*Aim of the exercise*
What appears from the first line of the records below through the line containing "Place one keypoint on each instance of the red sleeve, using" must be reproduced verbatim.

──────── Records to process

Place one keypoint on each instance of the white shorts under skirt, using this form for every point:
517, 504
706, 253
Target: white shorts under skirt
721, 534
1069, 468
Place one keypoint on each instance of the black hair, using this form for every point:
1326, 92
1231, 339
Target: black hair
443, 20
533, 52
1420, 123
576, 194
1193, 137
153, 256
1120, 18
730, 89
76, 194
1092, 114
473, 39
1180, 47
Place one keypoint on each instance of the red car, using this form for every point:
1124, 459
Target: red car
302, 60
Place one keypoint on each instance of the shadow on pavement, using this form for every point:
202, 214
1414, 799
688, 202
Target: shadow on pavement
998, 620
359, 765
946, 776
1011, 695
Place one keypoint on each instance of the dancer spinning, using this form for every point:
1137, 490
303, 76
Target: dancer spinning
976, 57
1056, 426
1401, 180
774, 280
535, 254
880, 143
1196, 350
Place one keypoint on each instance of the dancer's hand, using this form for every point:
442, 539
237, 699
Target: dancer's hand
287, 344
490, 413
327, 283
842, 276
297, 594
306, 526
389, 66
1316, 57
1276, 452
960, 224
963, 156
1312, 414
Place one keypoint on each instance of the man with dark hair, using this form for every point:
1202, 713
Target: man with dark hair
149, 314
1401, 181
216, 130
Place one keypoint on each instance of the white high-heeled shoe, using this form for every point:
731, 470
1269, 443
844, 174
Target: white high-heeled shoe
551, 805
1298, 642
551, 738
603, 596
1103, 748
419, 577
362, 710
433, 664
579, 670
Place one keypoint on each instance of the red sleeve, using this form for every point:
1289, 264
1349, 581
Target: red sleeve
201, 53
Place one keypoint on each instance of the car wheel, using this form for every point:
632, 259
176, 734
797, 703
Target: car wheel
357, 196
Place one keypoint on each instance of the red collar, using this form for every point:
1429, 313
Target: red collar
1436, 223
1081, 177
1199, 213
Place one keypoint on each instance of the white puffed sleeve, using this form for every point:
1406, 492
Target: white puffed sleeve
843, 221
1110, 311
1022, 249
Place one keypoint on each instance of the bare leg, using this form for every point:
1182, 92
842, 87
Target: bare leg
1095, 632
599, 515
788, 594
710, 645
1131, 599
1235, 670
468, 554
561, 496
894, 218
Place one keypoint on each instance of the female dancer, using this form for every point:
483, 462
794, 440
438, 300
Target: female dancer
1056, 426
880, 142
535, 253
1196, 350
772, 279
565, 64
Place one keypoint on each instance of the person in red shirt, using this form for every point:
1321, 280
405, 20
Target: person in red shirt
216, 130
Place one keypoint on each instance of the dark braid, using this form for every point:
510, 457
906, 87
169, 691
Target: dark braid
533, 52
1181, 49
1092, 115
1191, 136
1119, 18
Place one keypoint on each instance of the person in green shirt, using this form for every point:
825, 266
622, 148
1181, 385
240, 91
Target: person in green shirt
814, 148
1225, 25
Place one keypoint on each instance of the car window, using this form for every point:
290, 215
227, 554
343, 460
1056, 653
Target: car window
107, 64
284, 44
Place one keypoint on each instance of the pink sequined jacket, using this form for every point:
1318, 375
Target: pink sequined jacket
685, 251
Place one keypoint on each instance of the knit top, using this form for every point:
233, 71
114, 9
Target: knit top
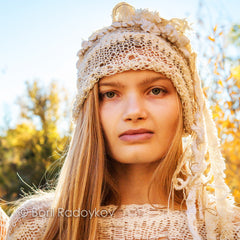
129, 222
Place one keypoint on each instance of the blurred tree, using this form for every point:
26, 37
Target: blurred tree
29, 149
219, 64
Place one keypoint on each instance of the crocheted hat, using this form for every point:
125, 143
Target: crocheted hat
142, 40
138, 40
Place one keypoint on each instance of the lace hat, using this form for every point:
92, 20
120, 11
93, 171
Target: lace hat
139, 39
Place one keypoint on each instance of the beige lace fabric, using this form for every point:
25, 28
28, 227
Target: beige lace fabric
129, 222
3, 224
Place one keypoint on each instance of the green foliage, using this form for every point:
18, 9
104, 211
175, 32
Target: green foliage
30, 149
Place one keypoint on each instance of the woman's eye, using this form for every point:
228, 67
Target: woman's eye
157, 91
109, 94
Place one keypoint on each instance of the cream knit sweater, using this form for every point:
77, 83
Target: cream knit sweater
129, 222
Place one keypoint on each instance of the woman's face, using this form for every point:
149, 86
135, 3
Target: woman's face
139, 113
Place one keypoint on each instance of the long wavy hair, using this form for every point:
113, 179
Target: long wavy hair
86, 180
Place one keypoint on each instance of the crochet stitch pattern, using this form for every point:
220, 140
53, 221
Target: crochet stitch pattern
138, 40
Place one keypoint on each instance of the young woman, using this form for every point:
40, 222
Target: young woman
144, 155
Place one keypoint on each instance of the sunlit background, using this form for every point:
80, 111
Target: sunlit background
39, 39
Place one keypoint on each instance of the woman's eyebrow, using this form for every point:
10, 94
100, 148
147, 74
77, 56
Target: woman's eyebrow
154, 79
111, 84
142, 83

────────────────

*Exercise answer*
Place one keypoint on each instance of the white shorts under skirt, using this form for every point:
517, 504
706, 253
Target: white shorts under skirt
721, 534
1069, 468
Place one keypoint on each instance of the black hair, using this form for every point:
1326, 92
1231, 339
Target: black hair
443, 20
533, 52
1420, 123
576, 194
1193, 137
153, 256
1120, 18
730, 89
76, 194
1092, 114
473, 39
1180, 47
Place one keypoint on each instance of the red car, using this form for every point:
1124, 459
Target: red car
302, 60
Place one keypoint on each instance of the shadow on pavement, using this form for every point:
202, 214
1414, 799
688, 202
Target: shadow on pavement
998, 620
359, 765
946, 776
1011, 695
Place one keypoint on each instance of the dancer spinning, using this form for every point:
1137, 490
303, 76
Target: dancer spinning
976, 57
1056, 426
1401, 180
774, 280
535, 254
880, 143
1196, 350
Place one keypoint on each instance of the dancer's hand, using this form for every point:
442, 539
237, 699
Target: dancer's hand
287, 344
490, 413
327, 283
842, 276
297, 594
306, 526
389, 66
1316, 57
1276, 452
960, 224
963, 156
1312, 414
Place one keypoint on each instance of the man with dark hair, using this form for every point:
1202, 713
Target: man with dark hair
149, 314
1401, 181
216, 130
Place one keypoint on each instance of the white high-heeled shoe, using this form for every point:
731, 470
1269, 443
844, 174
Target: white high-heeled shoe
551, 805
1298, 642
551, 738
603, 596
1103, 748
419, 577
362, 710
433, 664
579, 670
Place one keypoint on each instance of the red sleeve, using this form for every point:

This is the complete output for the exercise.